## PROBLEM TO SOLVE
Print, exactly as given, each line of the data from the line containing "phrase -- blue window frame" up to and including its last line.

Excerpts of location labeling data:
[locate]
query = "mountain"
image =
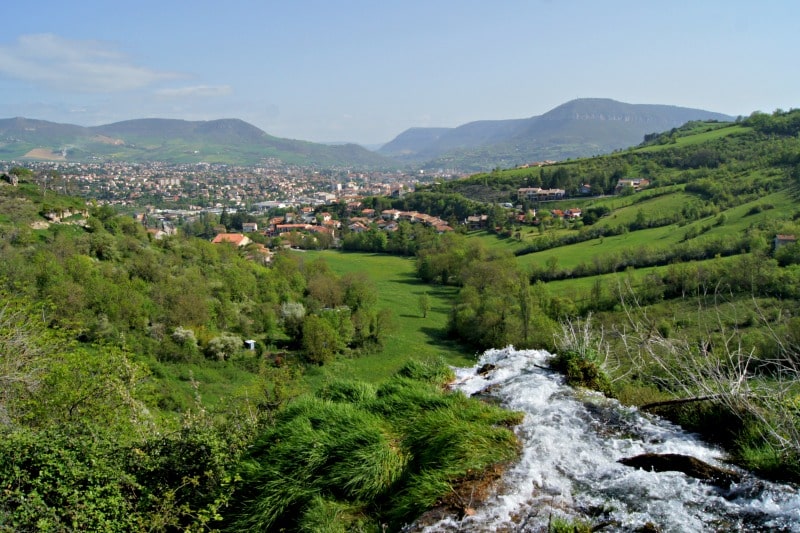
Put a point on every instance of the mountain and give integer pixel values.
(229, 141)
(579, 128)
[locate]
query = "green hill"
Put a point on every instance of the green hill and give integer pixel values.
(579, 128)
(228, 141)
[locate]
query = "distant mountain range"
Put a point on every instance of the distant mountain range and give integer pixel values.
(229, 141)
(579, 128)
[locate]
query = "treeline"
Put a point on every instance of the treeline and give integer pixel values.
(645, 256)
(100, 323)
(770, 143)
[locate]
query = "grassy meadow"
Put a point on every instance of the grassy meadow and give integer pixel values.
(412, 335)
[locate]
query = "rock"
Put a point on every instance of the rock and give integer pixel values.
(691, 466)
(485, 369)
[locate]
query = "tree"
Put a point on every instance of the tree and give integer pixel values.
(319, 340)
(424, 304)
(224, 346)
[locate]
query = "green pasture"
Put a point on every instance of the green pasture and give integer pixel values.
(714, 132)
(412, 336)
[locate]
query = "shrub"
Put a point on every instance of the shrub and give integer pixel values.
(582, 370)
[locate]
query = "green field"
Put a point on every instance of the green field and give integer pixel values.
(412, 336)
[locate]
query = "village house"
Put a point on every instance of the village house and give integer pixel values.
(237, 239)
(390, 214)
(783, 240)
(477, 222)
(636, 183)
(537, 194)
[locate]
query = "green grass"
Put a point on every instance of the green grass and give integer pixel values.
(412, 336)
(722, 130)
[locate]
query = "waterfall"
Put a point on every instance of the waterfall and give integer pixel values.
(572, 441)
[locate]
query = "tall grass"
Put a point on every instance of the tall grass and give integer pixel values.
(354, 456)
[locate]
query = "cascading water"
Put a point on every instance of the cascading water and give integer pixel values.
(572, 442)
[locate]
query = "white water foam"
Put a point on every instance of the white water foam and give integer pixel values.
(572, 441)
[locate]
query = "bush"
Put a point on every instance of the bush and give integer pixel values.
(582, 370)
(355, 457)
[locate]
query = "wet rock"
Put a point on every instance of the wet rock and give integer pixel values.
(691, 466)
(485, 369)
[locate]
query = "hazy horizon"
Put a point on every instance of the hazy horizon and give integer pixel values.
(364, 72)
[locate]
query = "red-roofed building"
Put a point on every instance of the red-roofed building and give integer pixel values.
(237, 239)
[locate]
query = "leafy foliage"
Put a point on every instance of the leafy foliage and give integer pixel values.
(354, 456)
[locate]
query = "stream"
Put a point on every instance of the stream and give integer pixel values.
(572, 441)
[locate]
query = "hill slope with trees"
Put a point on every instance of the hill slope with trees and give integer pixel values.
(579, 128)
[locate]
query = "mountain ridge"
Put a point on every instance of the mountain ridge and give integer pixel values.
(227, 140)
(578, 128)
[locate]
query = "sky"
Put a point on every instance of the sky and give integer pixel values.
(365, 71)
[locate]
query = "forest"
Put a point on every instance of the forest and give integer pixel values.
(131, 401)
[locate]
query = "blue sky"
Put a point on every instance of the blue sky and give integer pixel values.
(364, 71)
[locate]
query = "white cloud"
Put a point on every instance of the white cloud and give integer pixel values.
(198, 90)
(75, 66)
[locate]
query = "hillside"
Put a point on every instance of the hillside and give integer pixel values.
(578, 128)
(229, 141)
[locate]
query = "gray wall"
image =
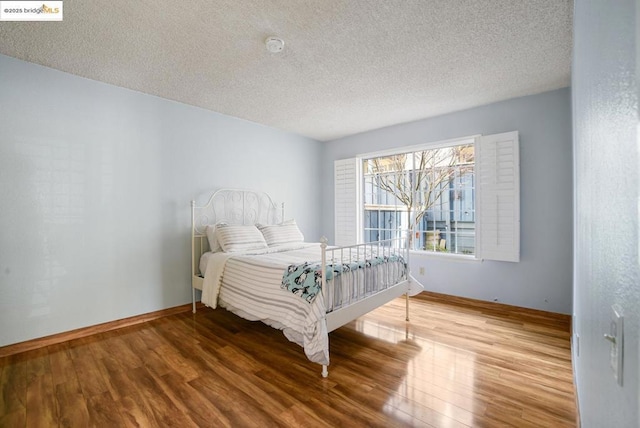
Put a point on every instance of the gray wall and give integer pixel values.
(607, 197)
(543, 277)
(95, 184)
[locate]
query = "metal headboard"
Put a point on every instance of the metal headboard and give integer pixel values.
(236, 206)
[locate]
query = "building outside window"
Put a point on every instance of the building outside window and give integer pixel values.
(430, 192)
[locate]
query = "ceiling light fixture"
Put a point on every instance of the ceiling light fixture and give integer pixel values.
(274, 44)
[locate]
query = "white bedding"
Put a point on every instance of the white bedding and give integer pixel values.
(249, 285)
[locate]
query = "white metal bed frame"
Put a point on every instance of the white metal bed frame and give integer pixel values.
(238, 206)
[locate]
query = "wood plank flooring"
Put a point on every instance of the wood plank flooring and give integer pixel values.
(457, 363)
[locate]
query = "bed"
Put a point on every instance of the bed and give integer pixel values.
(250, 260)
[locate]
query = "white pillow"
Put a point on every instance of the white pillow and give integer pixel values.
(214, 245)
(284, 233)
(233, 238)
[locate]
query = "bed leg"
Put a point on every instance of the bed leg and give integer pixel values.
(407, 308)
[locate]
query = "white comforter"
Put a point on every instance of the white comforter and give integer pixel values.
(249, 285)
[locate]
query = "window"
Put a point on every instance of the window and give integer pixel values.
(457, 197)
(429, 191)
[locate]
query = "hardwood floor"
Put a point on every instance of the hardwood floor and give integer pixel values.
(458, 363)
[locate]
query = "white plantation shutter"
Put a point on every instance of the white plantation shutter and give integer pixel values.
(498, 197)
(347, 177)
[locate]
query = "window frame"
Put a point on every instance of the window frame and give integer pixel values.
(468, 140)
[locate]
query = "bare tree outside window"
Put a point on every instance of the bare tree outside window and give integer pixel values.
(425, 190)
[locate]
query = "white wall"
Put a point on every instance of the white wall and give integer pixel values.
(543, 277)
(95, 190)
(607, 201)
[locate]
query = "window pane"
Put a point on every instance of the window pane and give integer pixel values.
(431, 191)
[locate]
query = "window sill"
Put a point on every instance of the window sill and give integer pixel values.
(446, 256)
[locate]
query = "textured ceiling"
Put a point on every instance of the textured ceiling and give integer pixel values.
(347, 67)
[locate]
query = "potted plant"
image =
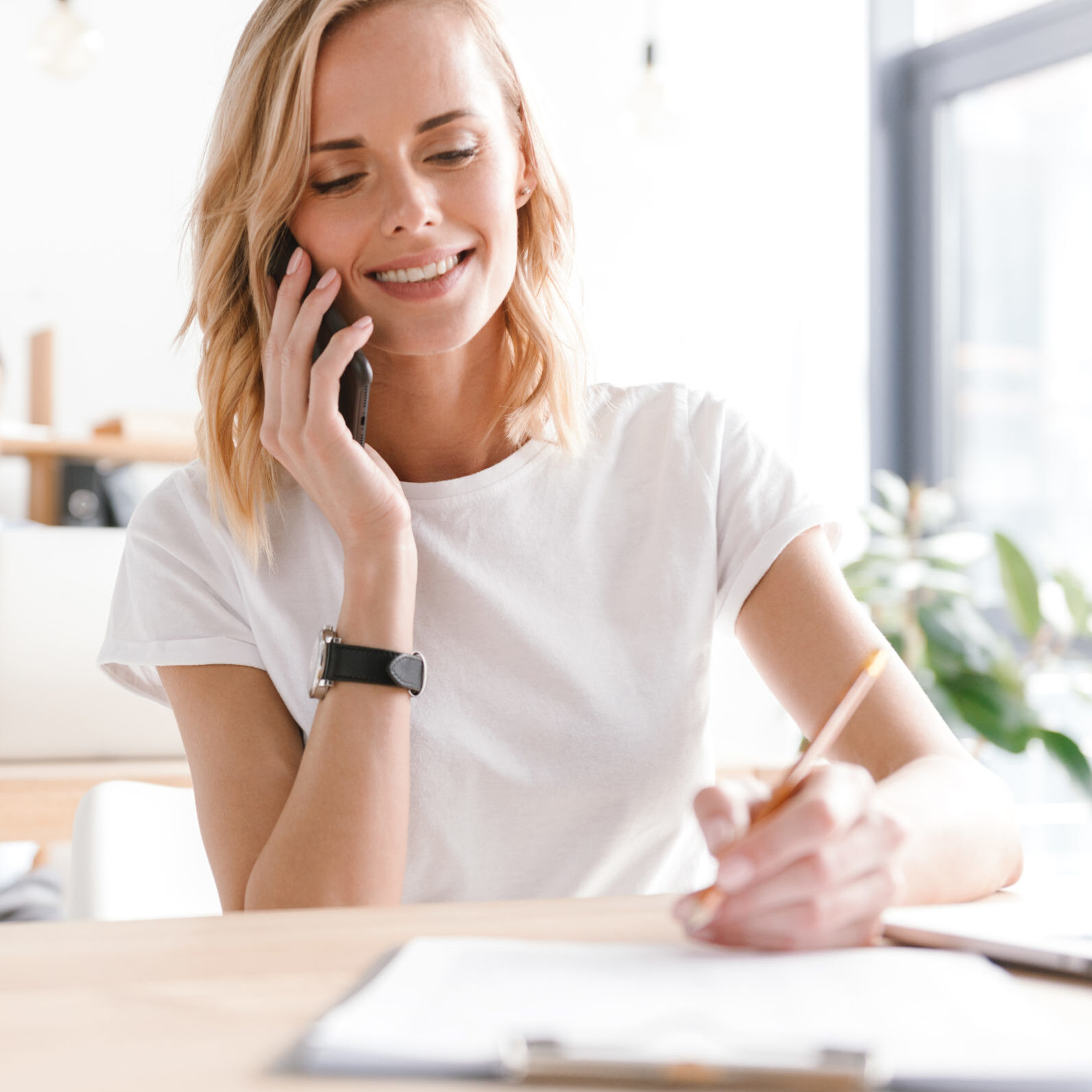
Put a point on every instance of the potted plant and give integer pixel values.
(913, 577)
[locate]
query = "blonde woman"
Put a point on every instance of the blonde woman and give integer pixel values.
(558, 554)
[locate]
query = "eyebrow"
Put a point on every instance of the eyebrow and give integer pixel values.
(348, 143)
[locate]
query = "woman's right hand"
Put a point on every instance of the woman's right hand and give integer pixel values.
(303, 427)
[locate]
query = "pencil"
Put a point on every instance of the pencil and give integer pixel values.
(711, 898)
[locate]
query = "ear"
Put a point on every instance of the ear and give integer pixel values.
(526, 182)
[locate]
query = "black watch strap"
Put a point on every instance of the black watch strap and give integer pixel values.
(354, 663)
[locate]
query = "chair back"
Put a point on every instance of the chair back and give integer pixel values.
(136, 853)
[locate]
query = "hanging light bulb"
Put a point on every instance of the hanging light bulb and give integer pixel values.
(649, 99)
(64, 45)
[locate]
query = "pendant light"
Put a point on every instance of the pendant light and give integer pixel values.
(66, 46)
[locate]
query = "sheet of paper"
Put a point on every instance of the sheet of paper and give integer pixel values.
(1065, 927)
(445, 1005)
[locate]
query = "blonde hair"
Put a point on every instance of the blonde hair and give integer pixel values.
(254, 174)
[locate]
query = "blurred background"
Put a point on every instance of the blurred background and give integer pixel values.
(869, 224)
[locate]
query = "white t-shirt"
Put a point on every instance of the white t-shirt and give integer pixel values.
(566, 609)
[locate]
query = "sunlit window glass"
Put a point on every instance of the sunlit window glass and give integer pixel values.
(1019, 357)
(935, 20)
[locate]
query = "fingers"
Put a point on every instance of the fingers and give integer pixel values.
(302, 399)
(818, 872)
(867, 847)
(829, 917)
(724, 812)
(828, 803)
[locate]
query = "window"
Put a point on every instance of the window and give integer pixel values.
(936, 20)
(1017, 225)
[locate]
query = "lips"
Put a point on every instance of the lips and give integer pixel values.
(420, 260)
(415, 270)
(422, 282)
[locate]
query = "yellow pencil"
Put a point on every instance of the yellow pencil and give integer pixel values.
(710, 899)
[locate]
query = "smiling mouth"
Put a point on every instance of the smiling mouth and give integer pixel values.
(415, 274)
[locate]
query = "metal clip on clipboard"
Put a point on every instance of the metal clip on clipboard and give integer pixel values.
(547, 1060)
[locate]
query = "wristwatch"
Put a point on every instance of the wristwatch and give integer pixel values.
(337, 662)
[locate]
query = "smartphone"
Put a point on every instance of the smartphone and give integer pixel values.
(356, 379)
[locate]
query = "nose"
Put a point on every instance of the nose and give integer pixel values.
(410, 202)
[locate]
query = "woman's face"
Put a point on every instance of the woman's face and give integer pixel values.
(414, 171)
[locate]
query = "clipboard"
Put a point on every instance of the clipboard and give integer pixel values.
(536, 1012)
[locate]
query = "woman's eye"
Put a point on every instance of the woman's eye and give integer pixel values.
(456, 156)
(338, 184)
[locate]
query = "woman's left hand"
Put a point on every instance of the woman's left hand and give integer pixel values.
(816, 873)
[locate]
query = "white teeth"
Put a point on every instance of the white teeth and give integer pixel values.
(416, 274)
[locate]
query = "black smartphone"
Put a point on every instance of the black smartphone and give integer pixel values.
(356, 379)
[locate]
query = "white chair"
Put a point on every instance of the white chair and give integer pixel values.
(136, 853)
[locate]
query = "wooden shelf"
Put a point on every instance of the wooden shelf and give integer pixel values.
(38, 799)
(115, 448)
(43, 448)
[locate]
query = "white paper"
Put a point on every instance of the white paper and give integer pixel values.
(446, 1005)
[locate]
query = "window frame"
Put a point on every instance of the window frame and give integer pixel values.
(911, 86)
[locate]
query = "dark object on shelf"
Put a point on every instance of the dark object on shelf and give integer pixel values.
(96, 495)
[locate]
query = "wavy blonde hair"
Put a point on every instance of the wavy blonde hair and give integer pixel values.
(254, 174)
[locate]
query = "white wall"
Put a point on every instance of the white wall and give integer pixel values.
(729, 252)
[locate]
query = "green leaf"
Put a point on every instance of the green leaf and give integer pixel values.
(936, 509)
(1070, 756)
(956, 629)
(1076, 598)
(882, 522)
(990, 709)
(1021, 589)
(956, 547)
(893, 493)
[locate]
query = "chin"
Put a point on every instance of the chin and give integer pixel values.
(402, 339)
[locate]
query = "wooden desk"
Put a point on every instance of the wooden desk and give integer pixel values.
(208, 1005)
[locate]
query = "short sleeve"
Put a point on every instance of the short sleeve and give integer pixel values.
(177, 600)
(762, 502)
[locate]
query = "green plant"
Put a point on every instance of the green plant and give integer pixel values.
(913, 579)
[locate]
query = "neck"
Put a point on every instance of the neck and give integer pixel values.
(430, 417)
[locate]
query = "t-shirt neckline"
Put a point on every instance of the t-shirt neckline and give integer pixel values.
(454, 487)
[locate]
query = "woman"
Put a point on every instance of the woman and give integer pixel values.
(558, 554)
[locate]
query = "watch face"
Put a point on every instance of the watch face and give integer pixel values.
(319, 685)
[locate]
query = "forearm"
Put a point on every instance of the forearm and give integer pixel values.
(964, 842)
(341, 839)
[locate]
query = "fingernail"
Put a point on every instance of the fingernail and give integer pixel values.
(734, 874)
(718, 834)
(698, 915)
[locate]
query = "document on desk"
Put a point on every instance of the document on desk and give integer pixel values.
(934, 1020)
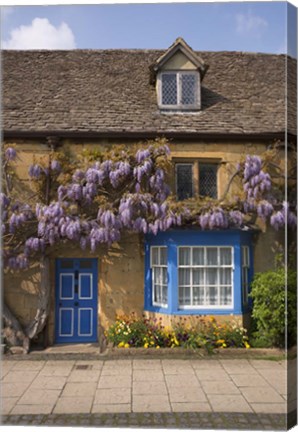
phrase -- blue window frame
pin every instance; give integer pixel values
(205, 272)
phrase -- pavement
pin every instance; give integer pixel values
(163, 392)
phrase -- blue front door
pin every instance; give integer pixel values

## OUTPUT OF THE TASK
phrase -- blue window frame
pin every instance; give integer pixel values
(205, 272)
phrase -- pavement
pin every instance; give integer pixel values
(163, 392)
phrase -- blue front door
pin every instance; give integer pixel values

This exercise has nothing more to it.